■ TEXTE À LIRE:
# # # # #

Ainsi des voies empruntées par Paul van der Eerden, qui ne sont que très exactement ce qu'il veut que le dessin soit. C'est-à-dire non pas un style, un enracinement, mais une preuve, la marque de moments bien précis, qui, agglutinés les uns aux autres, trouvent une place dans l'espace d'une exposition, ou dans un livre. Le hasard d'une envie, ou d'une nécessité, fait le système du processus. Le spectateur doit-il en être convaincu ? Rien ne semble bien sûr. Et restons-en là. Feignons de croire à cette organisation, aidons le regard à entamer cette recollection. Son univers n'est pas clos, il n'est pas dans la répétition maniaque d'un habitus créatif. On pourrait même penser à un esquimau et son harpon, sondant la banquise, posant ses pièges à la recherche de ce qui fera sa nourriture, l'art de faire mouche. Un jeu d'échos s'organise, d'une forme à l'autre, qui n'est pas l'homonyme de la première, mais un écart, l'invention de son point de fuite, gardant presque entier le mystère.
C'est d'une philosophie, face à la diversité subsumée dans cette création, qu'il faudrait parler. Une philosophie gamahuchant sans vergogne l'économie du dessin. Pas grand-chose à l'origine : quelques crayons, des bouts de papiers mal assortis. L'art de ce qui traîne : un visage, une chatte, quelques mots, une feuille à recouvrir. Poser un dessin, c'est-à-dire autoriser sa main à laisser quelques traces sur une feuille, est à peine plus contraignant que parler ou marcher. On remarque cependant que ce geste sans envergure est d'une grande rareté. Alors que l'art des princes cherche à démontrer que la dorure ou l'habileté simiesque et rationalisante des exécutants tiennent lieu de grâce, le dessin, lui, par son dénuement de principe, ricane. Ce n'est pas un paradoxe sans conséquence que l'efficacité redoutable d'une pratique aussi indigente.

# # # # #

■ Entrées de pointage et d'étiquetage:
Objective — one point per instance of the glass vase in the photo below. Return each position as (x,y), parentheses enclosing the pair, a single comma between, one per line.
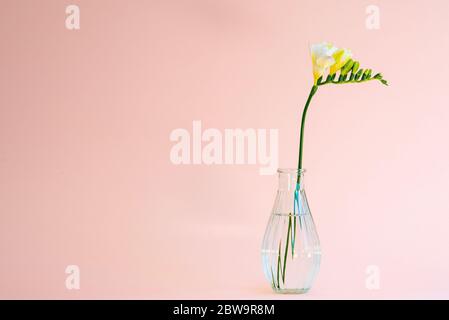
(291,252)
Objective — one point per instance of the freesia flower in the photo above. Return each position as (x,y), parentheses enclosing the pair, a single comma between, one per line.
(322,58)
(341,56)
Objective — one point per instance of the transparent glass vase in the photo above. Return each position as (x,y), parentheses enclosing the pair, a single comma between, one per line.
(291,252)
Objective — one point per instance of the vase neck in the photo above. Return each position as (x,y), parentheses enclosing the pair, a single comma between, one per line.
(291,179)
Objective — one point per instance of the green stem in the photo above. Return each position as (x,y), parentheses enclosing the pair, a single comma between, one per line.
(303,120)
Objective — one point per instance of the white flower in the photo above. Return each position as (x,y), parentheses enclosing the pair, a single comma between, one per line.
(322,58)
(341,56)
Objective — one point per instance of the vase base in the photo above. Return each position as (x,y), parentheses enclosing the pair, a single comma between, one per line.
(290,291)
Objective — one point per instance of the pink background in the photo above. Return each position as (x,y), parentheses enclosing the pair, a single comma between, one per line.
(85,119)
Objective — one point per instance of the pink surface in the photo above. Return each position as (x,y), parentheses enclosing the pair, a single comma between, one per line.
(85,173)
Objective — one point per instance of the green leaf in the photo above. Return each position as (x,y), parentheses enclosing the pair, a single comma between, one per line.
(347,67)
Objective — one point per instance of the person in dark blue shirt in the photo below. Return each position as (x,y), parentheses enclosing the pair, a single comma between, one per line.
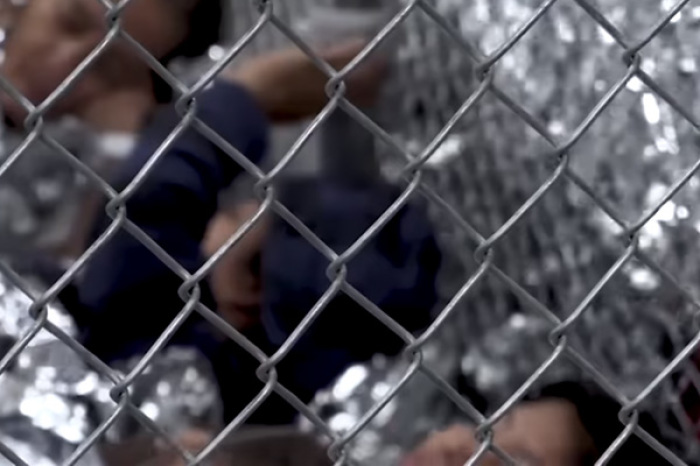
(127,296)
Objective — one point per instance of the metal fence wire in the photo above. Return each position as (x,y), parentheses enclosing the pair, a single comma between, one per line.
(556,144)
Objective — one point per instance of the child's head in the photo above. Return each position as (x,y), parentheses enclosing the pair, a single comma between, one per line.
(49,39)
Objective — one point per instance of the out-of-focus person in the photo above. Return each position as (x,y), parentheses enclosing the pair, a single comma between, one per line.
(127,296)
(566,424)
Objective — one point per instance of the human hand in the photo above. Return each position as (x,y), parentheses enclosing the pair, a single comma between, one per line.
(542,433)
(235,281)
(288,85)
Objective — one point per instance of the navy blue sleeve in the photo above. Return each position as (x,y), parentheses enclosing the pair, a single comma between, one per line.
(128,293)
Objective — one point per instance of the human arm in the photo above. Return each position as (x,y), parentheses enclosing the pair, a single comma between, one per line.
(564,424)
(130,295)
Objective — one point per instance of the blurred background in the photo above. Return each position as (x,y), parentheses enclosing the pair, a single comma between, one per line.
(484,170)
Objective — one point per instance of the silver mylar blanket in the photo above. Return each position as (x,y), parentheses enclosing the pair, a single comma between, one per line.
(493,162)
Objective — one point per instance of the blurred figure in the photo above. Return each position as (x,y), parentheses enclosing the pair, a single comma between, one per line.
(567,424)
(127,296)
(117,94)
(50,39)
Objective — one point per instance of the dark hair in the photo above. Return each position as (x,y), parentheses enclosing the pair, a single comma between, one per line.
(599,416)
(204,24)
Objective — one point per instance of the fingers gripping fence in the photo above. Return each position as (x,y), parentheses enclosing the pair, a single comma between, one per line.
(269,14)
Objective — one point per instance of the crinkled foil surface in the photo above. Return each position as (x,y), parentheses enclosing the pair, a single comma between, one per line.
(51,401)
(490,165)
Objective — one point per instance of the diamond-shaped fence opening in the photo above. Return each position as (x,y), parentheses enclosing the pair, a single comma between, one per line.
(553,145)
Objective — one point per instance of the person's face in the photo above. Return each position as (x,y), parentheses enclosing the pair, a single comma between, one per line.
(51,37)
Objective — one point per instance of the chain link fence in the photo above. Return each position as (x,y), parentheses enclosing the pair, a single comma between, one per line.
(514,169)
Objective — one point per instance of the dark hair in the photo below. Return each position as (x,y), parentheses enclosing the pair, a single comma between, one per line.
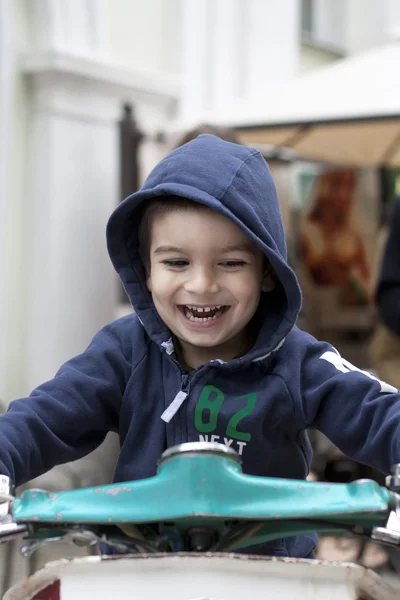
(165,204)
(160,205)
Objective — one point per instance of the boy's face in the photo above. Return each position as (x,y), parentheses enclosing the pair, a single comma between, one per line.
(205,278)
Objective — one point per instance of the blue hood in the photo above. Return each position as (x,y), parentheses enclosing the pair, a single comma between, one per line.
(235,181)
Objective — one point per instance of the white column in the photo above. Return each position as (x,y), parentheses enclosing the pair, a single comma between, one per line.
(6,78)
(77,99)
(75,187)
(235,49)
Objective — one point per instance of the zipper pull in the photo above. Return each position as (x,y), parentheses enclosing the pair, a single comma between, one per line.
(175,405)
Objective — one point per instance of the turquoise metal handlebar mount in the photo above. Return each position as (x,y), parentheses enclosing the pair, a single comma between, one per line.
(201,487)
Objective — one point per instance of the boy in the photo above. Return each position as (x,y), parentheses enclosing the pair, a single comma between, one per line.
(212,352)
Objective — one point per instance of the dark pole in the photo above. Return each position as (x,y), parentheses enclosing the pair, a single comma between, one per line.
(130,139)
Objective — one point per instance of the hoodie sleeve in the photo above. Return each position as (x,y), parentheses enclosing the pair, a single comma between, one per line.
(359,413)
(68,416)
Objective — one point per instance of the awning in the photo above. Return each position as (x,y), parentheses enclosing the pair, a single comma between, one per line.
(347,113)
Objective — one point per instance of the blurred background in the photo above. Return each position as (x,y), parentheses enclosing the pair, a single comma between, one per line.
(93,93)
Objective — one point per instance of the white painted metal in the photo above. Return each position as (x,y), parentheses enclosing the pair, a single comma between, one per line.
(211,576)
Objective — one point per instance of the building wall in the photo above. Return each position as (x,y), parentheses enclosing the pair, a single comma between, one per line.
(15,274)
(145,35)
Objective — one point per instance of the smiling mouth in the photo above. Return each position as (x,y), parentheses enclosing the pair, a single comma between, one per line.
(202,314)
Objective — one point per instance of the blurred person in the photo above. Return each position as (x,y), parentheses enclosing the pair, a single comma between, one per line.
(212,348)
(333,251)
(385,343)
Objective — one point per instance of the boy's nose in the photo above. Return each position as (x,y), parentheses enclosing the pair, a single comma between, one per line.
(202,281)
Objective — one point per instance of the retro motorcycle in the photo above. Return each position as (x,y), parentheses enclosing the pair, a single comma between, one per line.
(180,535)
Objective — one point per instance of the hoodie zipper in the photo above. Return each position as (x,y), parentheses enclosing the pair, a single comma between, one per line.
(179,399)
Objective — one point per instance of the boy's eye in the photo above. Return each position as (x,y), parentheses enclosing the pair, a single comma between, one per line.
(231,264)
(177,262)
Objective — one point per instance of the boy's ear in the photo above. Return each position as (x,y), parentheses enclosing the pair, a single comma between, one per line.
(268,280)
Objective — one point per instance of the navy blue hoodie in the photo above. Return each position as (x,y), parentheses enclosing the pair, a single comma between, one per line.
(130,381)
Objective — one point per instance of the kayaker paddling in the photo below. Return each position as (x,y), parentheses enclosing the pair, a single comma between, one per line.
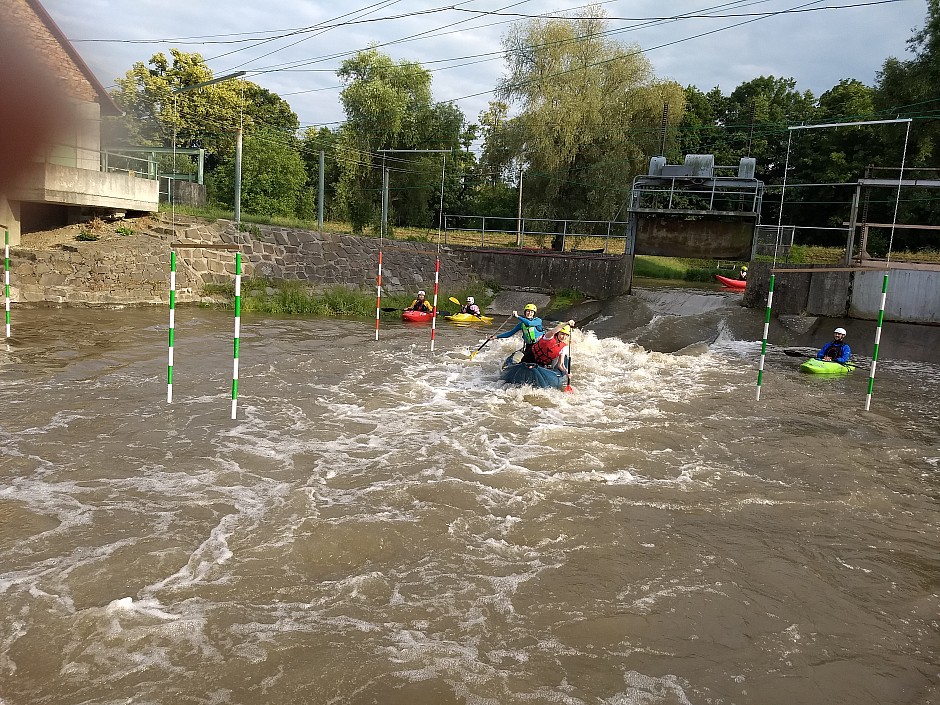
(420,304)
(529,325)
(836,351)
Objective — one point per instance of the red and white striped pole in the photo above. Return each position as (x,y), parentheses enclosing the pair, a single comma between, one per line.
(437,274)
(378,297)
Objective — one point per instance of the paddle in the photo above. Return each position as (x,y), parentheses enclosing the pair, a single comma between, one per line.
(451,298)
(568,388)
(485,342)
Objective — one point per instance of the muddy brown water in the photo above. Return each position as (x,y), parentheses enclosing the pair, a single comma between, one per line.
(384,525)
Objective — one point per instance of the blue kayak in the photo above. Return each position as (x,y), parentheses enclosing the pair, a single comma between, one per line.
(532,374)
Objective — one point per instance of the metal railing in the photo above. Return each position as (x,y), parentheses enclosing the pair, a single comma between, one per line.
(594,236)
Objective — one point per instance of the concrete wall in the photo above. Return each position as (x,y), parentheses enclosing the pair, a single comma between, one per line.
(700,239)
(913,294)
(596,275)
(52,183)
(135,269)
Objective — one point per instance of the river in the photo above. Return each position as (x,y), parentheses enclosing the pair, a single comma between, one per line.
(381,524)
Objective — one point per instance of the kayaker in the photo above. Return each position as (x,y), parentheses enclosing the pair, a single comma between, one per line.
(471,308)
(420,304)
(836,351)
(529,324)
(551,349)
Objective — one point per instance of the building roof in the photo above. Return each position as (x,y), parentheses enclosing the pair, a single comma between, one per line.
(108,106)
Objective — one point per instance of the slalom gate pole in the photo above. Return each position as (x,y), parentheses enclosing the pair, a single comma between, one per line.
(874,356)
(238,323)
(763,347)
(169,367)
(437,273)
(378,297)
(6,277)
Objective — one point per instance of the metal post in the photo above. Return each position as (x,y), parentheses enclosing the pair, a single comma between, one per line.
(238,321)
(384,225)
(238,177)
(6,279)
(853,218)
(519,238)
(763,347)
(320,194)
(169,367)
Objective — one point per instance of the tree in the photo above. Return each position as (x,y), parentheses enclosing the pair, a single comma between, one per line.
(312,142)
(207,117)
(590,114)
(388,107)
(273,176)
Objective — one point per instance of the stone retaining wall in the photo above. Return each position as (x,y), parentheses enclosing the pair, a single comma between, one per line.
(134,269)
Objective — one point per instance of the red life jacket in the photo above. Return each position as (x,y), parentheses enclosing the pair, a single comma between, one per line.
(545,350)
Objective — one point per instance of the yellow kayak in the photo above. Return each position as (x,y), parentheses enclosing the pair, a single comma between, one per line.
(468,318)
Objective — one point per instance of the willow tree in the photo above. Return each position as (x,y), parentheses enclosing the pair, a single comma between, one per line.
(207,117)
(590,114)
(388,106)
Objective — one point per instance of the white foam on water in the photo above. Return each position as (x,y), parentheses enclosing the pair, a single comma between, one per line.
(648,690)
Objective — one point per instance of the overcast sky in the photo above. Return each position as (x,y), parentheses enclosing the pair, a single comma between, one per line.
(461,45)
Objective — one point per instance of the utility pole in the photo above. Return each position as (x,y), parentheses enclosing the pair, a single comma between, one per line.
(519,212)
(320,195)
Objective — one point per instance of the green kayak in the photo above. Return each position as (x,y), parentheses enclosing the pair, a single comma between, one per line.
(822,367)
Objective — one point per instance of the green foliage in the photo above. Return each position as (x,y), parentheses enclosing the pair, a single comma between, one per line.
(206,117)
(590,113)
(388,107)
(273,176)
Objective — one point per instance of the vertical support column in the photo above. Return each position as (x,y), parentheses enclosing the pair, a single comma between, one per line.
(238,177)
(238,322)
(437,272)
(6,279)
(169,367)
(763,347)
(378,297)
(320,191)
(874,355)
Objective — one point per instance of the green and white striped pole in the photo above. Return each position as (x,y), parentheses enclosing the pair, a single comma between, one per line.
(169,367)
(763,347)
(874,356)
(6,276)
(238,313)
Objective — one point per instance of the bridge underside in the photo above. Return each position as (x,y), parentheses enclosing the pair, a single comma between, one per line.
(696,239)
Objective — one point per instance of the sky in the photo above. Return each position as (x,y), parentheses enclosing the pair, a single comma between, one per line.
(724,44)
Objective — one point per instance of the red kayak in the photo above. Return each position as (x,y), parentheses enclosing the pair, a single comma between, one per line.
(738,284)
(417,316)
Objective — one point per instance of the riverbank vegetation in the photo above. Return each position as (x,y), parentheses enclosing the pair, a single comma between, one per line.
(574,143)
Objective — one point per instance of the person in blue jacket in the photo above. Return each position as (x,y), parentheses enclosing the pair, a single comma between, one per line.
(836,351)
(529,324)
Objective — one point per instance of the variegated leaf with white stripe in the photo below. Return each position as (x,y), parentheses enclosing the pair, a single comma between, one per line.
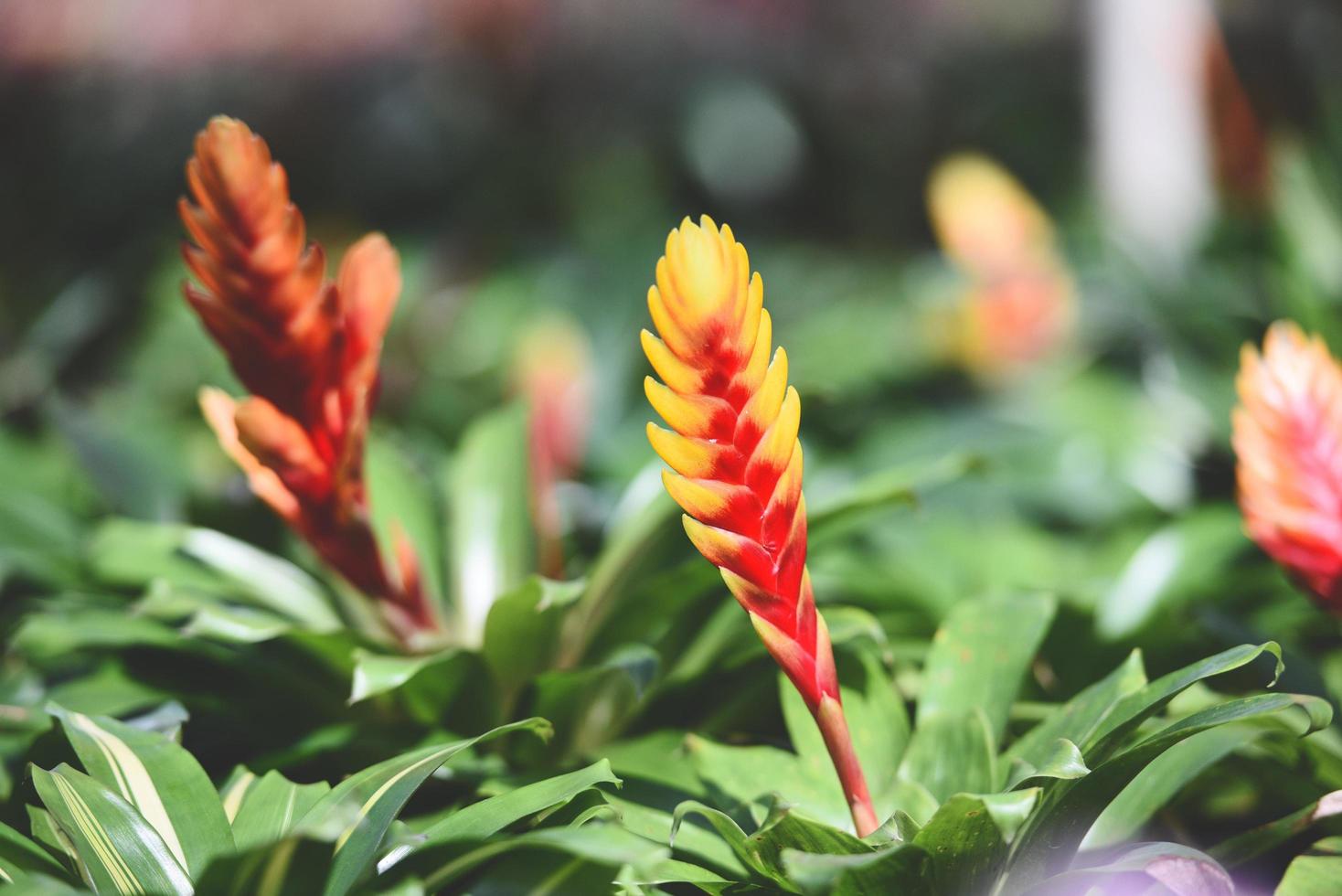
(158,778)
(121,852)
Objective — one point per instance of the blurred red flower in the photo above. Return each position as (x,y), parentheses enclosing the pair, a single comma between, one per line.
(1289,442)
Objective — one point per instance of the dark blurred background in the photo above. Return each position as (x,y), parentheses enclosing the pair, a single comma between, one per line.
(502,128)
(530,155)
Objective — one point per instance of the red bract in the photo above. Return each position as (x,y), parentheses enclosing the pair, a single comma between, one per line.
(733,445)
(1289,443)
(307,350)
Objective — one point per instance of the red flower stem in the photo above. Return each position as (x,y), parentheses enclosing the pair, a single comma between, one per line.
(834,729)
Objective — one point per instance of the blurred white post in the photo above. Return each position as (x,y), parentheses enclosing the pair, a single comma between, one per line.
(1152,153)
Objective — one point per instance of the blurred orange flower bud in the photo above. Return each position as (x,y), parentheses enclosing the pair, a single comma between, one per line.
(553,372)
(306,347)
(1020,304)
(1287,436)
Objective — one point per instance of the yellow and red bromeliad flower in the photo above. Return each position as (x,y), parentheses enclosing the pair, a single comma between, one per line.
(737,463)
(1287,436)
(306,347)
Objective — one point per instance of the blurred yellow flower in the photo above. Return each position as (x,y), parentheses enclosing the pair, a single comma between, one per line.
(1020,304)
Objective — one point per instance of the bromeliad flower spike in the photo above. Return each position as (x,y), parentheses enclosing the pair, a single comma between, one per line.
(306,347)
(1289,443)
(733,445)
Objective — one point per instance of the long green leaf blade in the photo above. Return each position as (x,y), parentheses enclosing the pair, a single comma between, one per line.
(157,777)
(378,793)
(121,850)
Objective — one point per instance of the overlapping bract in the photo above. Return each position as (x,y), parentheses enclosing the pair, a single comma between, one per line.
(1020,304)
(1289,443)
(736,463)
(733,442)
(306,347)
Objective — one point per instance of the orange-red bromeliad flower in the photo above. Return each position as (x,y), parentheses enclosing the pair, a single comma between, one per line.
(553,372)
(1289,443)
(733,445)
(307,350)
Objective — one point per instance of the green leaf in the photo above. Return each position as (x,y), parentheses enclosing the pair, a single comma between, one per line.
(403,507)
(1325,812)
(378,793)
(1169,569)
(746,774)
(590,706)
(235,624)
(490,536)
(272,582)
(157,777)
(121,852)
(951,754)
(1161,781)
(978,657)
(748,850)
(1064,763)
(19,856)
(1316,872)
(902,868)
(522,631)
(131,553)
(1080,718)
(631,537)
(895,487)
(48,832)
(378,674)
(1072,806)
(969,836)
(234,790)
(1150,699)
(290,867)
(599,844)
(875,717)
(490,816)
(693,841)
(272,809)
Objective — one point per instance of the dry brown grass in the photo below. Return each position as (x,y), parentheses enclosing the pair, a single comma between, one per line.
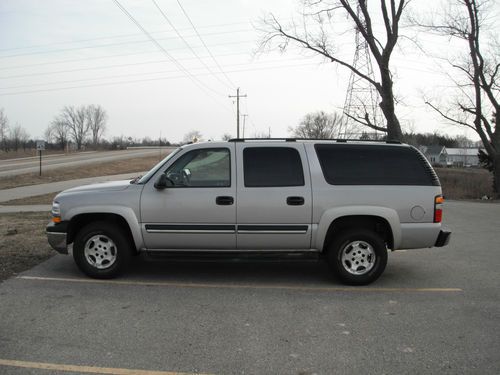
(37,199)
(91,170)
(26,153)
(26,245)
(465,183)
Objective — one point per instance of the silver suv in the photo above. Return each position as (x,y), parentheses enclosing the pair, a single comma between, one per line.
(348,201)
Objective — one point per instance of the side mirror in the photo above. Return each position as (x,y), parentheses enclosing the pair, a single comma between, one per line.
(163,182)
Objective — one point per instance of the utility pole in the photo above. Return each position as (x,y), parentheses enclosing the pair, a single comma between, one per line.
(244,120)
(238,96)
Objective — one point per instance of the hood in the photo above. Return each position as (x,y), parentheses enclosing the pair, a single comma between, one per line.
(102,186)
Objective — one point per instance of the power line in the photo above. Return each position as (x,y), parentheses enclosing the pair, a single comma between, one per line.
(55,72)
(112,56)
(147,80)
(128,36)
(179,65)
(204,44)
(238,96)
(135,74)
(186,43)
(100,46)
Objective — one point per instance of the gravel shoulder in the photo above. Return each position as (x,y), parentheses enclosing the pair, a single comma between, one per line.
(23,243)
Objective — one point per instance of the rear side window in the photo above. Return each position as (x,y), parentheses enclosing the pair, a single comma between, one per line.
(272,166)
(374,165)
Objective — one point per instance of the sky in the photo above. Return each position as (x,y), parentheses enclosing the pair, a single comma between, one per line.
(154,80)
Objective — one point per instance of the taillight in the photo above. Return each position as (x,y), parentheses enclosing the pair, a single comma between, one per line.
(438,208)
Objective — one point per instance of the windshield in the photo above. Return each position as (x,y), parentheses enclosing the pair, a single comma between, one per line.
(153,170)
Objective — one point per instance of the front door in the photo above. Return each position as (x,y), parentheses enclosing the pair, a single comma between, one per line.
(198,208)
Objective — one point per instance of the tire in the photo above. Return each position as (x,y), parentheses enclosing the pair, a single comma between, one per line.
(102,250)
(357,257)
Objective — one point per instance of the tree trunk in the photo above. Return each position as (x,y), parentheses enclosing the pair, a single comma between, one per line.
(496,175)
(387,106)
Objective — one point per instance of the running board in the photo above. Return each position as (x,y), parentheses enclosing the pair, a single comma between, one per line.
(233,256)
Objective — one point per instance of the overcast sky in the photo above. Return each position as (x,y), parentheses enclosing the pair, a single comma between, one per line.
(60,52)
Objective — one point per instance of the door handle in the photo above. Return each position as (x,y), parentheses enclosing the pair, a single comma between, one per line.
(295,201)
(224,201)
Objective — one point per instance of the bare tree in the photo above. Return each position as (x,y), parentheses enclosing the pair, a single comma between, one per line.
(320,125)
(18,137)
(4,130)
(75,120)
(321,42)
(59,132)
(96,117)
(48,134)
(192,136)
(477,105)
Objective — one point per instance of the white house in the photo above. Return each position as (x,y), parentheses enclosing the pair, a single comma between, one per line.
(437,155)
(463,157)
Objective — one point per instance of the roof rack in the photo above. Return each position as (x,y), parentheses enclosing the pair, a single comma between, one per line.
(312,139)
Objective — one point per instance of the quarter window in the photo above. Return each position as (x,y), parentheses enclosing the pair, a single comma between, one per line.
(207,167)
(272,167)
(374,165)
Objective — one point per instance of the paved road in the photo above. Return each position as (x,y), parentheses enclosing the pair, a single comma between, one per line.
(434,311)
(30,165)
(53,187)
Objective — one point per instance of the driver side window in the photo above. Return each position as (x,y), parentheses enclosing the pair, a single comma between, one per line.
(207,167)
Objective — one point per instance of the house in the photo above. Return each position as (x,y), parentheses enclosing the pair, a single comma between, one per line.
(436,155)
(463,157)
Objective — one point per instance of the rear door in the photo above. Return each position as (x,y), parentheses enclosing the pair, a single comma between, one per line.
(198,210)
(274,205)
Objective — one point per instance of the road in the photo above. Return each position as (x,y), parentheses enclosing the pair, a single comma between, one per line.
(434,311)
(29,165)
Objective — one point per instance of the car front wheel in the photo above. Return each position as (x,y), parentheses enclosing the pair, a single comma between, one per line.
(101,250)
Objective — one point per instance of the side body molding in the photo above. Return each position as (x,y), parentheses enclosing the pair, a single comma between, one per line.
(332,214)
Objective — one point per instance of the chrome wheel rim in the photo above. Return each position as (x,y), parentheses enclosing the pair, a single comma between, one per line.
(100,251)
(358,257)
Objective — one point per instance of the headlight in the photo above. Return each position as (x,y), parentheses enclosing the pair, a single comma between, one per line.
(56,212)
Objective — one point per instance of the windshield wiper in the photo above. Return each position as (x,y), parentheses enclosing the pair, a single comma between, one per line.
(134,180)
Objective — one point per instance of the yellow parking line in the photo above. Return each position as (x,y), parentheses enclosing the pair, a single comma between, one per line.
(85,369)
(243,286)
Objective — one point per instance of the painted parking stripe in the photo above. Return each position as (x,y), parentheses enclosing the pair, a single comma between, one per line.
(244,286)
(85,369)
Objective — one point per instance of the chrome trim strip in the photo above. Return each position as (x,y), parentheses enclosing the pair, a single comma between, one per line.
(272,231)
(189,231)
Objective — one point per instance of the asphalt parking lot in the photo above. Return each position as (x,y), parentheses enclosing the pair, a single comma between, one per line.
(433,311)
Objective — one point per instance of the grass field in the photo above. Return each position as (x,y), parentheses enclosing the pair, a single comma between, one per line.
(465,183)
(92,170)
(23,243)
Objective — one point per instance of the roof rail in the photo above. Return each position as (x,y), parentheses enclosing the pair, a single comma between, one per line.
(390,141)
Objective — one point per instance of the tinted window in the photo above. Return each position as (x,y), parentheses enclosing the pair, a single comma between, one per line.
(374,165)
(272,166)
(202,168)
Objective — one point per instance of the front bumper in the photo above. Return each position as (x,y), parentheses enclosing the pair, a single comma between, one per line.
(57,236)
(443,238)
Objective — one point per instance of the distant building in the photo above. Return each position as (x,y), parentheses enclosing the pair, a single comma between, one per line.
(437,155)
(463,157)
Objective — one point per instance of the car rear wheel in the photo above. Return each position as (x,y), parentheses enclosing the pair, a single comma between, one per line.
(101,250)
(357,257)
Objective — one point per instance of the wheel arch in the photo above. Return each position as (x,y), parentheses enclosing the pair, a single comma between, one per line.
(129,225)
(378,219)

# # # # #

Transcrivez le passage du texte sur les dessins de Paul van der Eerden qui va de « C'est d'une philosophie, face » jusqu'à « pratique aussi indigente. ».

■ CORRIGÉ:
C'est d'une philosophie, face à la diversité subsumée dans cette création, qu'il faudrait parler. Une philosophie gamahuchant sans vergogne l'économie du dessin. Pas grand-chose à l'origine : quelques crayons, des bouts de papiers mal assortis. L'art de ce qui traîne : un visage, une chatte, quelques mots, une feuille à recouvrir. Poser un dessin, c'est-à-dire autoriser sa main à laisser quelques traces sur une feuille, est à peine plus contraignant que parler ou marcher. On remarque cependant que ce geste sans envergure est d'une grande rareté. Alors que l'art des princes cherche à démontrer que la dorure ou l'habileté simiesque et rationalisante des exécutants tiennent lieu de grâce, le dessin, lui, par son dénuement de principe, ricane. Ce n'est pas un paradoxe sans conséquence que l'efficacité redoutable d'une pratique aussi indigente.